**SUPPLIED DATA:**
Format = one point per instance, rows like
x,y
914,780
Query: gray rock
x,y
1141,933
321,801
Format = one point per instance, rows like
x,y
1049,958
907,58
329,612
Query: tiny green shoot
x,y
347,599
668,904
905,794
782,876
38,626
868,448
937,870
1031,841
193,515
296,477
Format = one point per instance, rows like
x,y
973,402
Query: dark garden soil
--
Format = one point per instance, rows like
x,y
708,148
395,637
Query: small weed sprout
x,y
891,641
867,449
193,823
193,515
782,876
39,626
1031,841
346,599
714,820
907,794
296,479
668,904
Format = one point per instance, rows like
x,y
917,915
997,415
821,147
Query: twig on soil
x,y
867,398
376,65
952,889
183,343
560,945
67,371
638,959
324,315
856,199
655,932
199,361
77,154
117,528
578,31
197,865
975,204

**WHAT NEEDS TO BE DONE:** Pull out every line of the listing above that contains the word "Query".

**FINAL ANSWER:**
Query: gray rock
Query: tiny green shoot
Query: dark garden soil
Query: small weed sprout
Query: twig on soil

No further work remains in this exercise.